— TASK DESCRIPTION —
Please rewrite the records from the start up to and including the line that contains "point(153, 153)", with "drop a dot" renamed to "place a marker" and everything else unchanged. Return only those lines.

— RECORDS PROVIDED —

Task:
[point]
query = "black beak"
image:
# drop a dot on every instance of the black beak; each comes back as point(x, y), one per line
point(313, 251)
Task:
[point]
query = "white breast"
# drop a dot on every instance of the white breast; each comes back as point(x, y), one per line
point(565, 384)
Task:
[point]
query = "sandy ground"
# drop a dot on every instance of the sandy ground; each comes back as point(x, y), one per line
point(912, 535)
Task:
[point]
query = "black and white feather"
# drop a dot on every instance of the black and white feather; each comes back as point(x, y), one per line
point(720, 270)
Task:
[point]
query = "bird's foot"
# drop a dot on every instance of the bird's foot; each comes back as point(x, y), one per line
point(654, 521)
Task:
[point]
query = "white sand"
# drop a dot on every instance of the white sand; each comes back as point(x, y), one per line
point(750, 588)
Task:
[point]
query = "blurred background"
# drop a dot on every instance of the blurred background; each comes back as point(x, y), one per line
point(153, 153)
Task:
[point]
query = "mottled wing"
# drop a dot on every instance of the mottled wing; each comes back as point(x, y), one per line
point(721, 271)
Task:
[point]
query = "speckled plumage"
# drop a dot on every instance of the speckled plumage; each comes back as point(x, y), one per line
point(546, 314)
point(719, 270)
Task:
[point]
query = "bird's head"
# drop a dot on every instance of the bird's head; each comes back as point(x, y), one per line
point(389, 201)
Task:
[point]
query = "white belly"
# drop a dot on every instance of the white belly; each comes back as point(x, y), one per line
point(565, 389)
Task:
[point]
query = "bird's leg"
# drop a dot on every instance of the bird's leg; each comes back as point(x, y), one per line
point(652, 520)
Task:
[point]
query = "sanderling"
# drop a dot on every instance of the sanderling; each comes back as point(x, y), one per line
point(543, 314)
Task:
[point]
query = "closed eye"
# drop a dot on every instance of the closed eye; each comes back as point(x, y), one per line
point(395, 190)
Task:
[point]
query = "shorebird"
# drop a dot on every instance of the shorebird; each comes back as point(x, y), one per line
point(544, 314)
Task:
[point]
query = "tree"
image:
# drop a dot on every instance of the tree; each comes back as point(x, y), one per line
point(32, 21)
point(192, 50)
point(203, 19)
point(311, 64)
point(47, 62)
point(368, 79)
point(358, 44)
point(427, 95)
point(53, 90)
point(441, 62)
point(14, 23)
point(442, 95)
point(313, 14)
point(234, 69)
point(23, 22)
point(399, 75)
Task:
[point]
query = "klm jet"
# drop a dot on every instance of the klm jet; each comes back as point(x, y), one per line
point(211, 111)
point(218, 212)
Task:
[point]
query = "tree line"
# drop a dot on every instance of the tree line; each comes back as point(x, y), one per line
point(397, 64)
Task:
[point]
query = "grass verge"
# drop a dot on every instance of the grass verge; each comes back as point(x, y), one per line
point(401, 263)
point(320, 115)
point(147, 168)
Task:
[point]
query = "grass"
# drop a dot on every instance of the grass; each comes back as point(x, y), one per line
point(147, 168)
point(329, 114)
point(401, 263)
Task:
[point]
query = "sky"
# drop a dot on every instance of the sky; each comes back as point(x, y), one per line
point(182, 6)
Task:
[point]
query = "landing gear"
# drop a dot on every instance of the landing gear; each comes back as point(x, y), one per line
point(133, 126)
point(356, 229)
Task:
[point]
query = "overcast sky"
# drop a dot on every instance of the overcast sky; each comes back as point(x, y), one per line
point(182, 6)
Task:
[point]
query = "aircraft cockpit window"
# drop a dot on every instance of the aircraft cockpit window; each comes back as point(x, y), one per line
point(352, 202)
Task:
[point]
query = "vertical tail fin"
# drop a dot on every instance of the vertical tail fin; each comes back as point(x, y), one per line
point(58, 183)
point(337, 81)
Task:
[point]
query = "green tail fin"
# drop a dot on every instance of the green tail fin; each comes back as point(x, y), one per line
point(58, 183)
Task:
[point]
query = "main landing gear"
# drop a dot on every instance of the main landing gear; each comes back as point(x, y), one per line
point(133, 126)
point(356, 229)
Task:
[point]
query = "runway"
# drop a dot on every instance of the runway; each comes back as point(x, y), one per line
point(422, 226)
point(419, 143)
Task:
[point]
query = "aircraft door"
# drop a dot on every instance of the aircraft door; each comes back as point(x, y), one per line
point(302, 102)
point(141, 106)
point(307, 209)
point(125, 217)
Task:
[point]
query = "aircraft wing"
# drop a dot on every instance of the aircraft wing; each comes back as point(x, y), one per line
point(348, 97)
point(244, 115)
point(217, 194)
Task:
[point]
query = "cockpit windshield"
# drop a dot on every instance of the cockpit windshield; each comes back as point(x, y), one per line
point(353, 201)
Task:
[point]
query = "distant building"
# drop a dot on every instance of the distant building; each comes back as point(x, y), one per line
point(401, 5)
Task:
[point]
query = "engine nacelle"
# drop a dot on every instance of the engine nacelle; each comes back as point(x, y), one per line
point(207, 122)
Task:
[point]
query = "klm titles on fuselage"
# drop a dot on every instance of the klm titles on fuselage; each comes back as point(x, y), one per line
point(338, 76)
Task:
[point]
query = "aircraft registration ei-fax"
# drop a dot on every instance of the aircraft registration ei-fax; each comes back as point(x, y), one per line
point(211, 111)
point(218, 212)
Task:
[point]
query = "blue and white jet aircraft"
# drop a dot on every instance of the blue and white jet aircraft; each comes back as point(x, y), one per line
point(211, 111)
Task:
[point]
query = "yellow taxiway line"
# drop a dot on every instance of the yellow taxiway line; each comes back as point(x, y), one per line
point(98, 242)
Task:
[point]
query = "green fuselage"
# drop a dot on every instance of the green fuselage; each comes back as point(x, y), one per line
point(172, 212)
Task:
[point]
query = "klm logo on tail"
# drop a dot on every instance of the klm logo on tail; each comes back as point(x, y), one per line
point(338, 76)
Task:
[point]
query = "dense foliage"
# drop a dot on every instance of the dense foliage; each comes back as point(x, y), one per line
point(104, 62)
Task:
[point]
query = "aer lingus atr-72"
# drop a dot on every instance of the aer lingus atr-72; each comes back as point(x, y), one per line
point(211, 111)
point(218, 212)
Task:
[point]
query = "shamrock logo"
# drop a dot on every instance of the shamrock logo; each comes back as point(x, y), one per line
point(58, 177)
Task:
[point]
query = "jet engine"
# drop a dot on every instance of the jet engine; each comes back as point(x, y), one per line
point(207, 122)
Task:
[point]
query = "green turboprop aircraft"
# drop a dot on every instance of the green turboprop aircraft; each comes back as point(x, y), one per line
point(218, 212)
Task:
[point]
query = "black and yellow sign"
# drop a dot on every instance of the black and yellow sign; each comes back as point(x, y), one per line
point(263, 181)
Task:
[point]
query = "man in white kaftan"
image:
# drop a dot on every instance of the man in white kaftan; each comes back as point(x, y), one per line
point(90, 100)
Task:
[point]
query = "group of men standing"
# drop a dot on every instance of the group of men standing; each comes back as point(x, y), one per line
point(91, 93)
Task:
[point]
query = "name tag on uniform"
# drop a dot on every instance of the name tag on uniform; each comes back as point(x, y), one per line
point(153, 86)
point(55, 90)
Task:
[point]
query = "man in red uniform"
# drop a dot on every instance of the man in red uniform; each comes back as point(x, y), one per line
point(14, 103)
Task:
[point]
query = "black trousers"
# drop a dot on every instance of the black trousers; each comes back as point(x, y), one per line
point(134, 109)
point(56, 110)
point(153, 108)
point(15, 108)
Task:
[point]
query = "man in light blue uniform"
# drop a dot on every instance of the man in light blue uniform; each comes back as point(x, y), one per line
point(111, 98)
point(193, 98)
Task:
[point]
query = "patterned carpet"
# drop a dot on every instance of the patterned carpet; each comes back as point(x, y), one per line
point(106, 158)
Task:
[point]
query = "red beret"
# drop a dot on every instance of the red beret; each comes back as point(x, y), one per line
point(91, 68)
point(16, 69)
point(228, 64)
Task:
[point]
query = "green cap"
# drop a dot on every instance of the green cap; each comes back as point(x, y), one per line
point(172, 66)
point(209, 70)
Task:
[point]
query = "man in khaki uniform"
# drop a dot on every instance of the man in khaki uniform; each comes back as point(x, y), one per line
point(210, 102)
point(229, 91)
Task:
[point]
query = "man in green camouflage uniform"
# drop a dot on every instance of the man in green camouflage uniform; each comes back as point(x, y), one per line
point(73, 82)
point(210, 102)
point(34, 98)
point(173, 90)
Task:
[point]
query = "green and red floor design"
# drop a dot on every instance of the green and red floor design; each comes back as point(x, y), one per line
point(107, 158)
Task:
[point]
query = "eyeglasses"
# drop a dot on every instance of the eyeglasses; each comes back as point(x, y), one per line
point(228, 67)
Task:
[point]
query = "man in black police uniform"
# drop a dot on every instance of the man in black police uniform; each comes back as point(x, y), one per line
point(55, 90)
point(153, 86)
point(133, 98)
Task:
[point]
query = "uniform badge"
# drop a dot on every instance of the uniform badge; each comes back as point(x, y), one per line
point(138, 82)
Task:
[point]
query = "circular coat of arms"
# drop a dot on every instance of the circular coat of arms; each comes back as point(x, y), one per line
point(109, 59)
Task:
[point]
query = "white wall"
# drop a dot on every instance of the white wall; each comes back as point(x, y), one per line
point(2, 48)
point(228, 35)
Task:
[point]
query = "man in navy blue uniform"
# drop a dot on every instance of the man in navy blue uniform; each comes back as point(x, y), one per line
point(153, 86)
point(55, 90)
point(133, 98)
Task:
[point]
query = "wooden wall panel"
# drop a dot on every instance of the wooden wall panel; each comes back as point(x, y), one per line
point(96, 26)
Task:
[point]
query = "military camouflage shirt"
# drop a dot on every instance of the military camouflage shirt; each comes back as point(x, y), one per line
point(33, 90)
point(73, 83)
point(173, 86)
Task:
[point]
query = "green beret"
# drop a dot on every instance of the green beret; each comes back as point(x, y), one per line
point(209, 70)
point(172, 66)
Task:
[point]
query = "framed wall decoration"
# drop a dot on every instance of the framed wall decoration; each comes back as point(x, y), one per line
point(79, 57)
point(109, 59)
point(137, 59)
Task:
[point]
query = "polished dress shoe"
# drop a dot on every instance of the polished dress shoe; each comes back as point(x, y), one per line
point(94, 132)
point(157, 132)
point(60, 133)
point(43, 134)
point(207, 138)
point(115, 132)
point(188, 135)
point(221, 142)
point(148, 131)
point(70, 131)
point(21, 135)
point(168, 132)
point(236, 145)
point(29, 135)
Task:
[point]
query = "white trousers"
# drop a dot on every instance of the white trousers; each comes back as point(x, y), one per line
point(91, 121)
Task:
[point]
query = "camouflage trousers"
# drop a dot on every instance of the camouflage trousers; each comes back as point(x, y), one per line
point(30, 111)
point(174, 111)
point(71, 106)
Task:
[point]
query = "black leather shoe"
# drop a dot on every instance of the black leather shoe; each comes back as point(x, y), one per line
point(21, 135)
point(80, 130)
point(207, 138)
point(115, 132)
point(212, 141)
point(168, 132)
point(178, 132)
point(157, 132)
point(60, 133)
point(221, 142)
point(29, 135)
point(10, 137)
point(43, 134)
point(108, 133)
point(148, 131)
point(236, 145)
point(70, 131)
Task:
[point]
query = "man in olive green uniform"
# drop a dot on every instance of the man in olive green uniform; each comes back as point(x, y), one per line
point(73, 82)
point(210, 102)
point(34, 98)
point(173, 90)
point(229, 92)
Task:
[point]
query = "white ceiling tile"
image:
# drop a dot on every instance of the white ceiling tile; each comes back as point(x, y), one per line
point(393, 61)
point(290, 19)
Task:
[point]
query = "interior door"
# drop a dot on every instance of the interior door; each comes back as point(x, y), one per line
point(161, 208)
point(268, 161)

— RESPONSE FOR THIS EXERCISE —
Task:
[point]
query = "black beak"
image:
# place a marker on every instance of the black beak; each comes back as point(x, y), one per line
point(313, 251)
Task:
[point]
query = "white breast"
# place a marker on every instance of the white breast; each comes back as point(x, y), one per line
point(565, 384)
Task:
[point]
query = "sandy ground"
# place a marker on every instance of the sandy ground; each comes back as point(x, y), one per line
point(912, 535)
Task:
[point]
query = "black and white feather"
# place a marker on every instance of the black and white feather; each comes back as point(x, y), one per line
point(720, 270)
Task:
[point]
query = "bird's foot"
# place a marker on every instance of the bird's foot; each comes back as point(x, y), one per line
point(654, 521)
Task:
[point]
query = "white sand"
# place a marker on every instance of the white sand; each comes back as point(x, y), one per line
point(750, 588)
Task:
[point]
query = "blurred background"
# place a marker on every instance of the blurred background; each comes back as point(x, y), one per line
point(153, 153)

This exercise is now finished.